▸ **Given passage**
= Beginning of Section =

But even if Anthropic wins the tools war, even if every developer runs Claude Code and every executive lives inside Claude’s chat, that’s still thin lock-in. Cheaper models keep closing the gap. Eventually, you don’t need the premium integrated experience to get your work done. Switching is annoying, but possible.

Data gravity is the real play

The deeper move is owning your assets. Not just your prompts or your preferences, but your data. Your infrastructure. The ways you mutate your data, the ways you interact with your systems, the workflows you’ve built on top of their connectors.

If Anthropic gets there, or partners with someone who can, switching gets hard. Really hard.

Consider what they already touch through Claude Code and MCP integrations. Your codebase. Your commit patterns. Your architecture decisions. Your bug priorities. Now add your production data, your customer interactions, your internal documents. Each integration is another thread of gravity.

We learned this in the cloud era. Data gravity is real. Once your data lives somewhere, the cost of moving it is technical, organizational, and political. I’ve migrated clouds. It’s the kind of cost that makes a CTO say “let’s do it next quarter” for three years running.

Lock-in spectrum: from switchable intelligence to immovable data gravity

Claude Cloude

Here’s the logical endpoint. If Anthropic has your data, can see how it changes, and can see the prompts you use to change it, they have a near-complete picture of your business. What you build. What you fix. What you prioritize. What you ignore.

At that point, they basically are your business.

It would not surprise me if Anthropic or OpenAI moves toward becoming a cloud provider. A platform that hosts your data, runs your workloads, and mediates your interaction with your own infrastructure. Not an AI company that also does cloud. A cloud provider that happens to have the best AI, because it trained on everything you did inside its walls.

That is lock-in.

We accepted this deal before

From a CTO’s perspective, this might not be the wrong move. We’ve been here before.

= End of Section =

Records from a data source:
= Beginning of Section =

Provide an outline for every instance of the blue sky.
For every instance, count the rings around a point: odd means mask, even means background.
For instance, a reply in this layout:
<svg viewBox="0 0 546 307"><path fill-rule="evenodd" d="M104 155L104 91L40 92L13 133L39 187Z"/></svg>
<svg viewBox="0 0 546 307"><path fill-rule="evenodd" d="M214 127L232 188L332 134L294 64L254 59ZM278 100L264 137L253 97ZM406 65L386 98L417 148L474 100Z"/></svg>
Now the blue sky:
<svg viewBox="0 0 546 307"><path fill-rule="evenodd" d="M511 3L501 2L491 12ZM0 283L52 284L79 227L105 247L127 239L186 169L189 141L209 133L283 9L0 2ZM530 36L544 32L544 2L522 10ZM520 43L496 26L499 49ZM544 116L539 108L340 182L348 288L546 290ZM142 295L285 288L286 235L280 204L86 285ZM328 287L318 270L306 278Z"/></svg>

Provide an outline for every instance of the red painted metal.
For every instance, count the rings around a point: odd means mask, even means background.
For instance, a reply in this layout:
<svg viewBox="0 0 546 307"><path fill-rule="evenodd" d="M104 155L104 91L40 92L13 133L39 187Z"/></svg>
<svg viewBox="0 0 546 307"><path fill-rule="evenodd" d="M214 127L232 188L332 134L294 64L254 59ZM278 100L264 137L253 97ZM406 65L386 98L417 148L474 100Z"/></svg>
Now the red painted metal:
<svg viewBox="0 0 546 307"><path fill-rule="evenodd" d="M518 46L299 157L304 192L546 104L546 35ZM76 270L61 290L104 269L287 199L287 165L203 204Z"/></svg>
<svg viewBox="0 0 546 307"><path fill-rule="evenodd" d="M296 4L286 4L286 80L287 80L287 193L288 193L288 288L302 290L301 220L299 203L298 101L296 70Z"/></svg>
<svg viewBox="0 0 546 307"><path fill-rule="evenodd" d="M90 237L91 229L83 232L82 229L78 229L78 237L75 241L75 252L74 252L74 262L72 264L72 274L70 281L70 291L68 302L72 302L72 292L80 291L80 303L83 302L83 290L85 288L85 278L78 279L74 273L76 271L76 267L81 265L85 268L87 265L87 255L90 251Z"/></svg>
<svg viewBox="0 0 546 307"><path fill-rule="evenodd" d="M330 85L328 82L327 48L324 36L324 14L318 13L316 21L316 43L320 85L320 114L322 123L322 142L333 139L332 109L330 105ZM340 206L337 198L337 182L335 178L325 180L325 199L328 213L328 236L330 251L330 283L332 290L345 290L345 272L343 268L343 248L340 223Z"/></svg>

= End of Section =

▸ **Brief**
In the passage about AI lock-in, what three kinds of cost does the author say moving your data involves?

▸ **Final answer**
Technical, organizational, and political.